• **Текстовый фрагмент**:
Поэтические отголоски
Черубина де Габриак

Елизавета Ивановна Дмитриева (по мужу Васильева, 1887-1928), вошедшая в литературу под псевдонимом «Черубина де Габриак» и под маской таинственной испанской аристократки, – один из немногих авторов, открыто признававших свою зависимость от Лохвицкой.


"С детства, лет с 13, для меня очень многим была Мирра, – писала она в автобиографии, – То, что Д. Щербинский называет СИВИЛЛИНЫМ во мне, а я иногда считаю «просто прозреньем» средневековой колдуньи, – вот это влекло меня к Мирре.


...Бойтесь, бойтесь в час полуденный

Выйти на дорогу

В этот час уходят ангелы

Поклоняться Богу,

В этот час бесовским воинствам

Власть дана такая,

Что трепещут силы  праведных

У преддверья рая.


Мирра оказала на меня очень большое влияние – я в детстве (13–15 лет) считала ее недосягаемым идеалом и дрожала, читая ее стихи» (Е. Васильева. Автобиография. // Новый мир, 1988, № 12, С. 139).

• **Перечень**:
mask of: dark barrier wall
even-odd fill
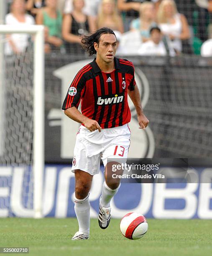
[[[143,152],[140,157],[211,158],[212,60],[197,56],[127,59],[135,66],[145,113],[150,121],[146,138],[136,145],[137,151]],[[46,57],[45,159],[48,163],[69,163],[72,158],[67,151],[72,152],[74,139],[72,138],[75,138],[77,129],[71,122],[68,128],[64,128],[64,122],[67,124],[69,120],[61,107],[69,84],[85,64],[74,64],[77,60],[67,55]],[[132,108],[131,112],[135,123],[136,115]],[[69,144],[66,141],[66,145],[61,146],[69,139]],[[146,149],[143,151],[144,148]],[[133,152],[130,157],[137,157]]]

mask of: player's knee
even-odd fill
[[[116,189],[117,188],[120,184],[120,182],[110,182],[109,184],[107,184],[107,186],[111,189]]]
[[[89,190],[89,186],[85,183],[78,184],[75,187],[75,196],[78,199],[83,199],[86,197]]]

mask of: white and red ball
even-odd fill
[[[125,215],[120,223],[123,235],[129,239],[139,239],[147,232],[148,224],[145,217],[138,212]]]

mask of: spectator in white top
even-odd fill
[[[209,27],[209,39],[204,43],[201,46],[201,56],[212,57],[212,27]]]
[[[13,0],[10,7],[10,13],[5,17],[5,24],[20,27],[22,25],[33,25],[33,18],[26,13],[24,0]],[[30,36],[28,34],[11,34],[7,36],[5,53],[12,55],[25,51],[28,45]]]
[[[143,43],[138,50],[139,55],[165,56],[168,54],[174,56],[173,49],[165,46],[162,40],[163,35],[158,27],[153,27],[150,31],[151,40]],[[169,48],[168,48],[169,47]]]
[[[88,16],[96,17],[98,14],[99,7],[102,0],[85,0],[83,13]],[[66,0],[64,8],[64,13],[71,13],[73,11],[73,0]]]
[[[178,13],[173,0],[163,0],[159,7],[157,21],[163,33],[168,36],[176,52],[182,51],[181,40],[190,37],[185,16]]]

...

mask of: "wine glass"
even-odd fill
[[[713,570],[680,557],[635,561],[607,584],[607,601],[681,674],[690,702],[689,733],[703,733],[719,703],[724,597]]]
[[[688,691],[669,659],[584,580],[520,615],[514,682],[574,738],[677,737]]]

---

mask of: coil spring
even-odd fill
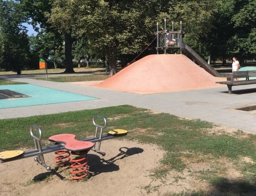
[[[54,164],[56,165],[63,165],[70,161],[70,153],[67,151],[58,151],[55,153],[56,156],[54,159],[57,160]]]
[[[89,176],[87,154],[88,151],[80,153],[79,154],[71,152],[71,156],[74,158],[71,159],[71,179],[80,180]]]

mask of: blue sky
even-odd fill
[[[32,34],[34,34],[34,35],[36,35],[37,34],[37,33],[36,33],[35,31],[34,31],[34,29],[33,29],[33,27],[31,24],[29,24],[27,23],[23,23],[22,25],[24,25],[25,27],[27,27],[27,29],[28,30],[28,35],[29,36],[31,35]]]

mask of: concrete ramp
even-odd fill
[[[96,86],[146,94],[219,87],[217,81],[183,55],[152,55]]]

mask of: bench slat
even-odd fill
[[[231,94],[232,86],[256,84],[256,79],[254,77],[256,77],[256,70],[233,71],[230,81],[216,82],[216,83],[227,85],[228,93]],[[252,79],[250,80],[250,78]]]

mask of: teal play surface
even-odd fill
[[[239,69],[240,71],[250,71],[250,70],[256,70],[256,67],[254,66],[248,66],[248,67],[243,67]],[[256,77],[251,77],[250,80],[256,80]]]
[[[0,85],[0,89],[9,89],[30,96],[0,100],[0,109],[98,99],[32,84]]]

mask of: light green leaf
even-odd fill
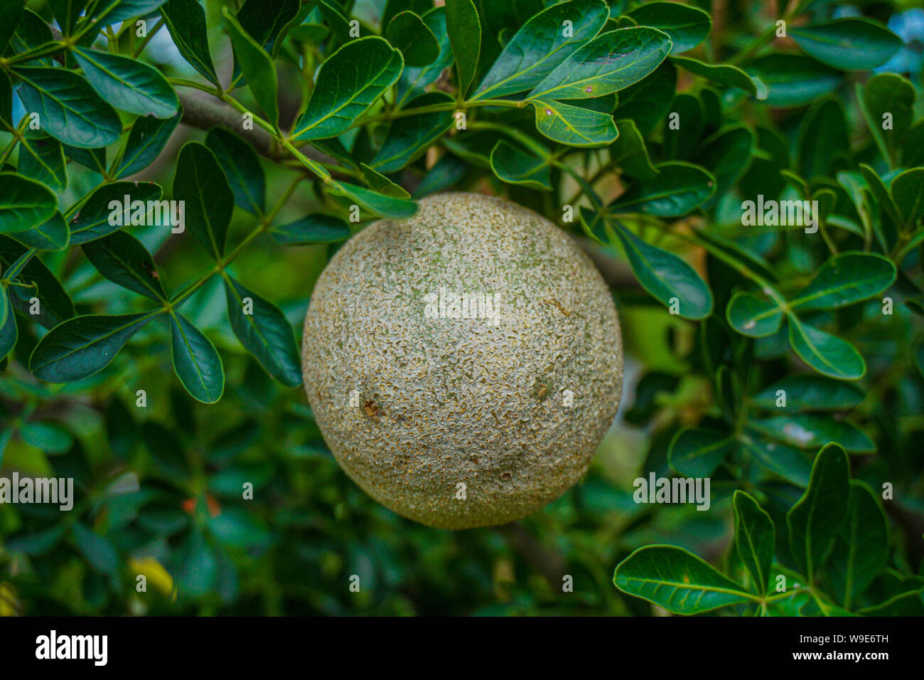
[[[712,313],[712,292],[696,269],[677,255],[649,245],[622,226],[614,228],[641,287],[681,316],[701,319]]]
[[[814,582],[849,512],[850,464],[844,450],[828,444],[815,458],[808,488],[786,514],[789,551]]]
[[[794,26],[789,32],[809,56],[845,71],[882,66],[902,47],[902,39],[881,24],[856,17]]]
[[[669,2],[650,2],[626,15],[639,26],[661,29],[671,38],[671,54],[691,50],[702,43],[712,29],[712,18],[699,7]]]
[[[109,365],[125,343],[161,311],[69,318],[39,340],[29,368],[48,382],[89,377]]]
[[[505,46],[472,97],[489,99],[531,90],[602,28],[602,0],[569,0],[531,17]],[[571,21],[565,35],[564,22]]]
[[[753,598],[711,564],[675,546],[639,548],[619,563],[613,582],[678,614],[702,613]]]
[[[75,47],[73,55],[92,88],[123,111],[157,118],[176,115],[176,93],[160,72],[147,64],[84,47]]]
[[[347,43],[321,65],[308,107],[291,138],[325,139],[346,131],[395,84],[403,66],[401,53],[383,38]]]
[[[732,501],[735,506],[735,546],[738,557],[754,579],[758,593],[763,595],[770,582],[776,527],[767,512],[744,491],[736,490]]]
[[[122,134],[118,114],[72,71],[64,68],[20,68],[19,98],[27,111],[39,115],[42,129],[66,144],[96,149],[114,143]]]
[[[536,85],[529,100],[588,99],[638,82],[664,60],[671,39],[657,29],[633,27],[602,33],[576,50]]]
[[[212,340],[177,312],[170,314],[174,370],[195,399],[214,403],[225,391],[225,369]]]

• **Короткое задание 1**:
Изложите суть текста о Черубине де Габриак в двух предложениях.
• **Короткое задание 2**:
Продолжите текст о Черубине де Габриак после его последней фразы.

• **Письменный ответ 1**:
Елизавета Ивановна Дмитриева (по мужу Васильева, 1887–1928) вошла в литературу под псевдонимом «Черубина де Габриак» и под маской таинственной испанской аристократки. Она была одним из немногих авторов, открыто признававших свою зависимость от Лохвицкой, и в автобиографии писала, что с 13 лет Мирра очень много для нее значила, в детстве казалась недосягаемым идеалом и что она дрожала, читая ее стихи.

• **Письменный ответ 2**:
Подтверждение этих слов нетрудно найти в творчестве поэтессы. Конечно, загадочная красавица-испанка – образ в значительной мере стилизованный, но для этой стилизации многое было заимствовано у Лохвицкой и доведено до логического предела. Черубина – типичная героиня своего времени, «демоническая женщина» (впрочем, иногда из-под маски femme fatale смотрит взгляд Золушки – милой и скромной).


Стихи Черубины гораздо более соответствуют эстетике Серебряного века с ее изысканной усложненностью и любовью к цитатам из мировой культуры, на них лежит печать «мастерской» отделки. В то же время «пророческая» их ценность весьма относительна: если у Лохвицкой разорванность между мраком и светом была личной драмой, у Черубины это всего лишь дань своеобразной этике поведения, распространенной в богемной среде.


* * *

С моею царственной мечтой
Одна брожу по всей вселенной,
С моим презреньем к жизни тленной,
С моею горькой красотой.
Царицей призрачного трона
Меня поставила судьба...
Венчает гордый выгиб лба
Червонных кос моих корона.
Но спят в угаснувших веках
Все те, что были бы любимы,
Как я, печалию томимы,
Как я, одни в своих мечтах.
Но я умру в степях чужбины,
Не разомкну заклятый круг.
К чему так нежны кисти рук,
Так тонко имя Черубины?

Ср. стих. «В кудрях каштановых моих…»
«Лилит»

ЗОЛУШКА

Утром меркнет говор бальный...
Я – одна... Поет сверчок...
На ноге моей хрустальный
Башмачок.

Путь, завещанный мне с детства -
Жить одним минувшим сном.
Славы жалкое наследство...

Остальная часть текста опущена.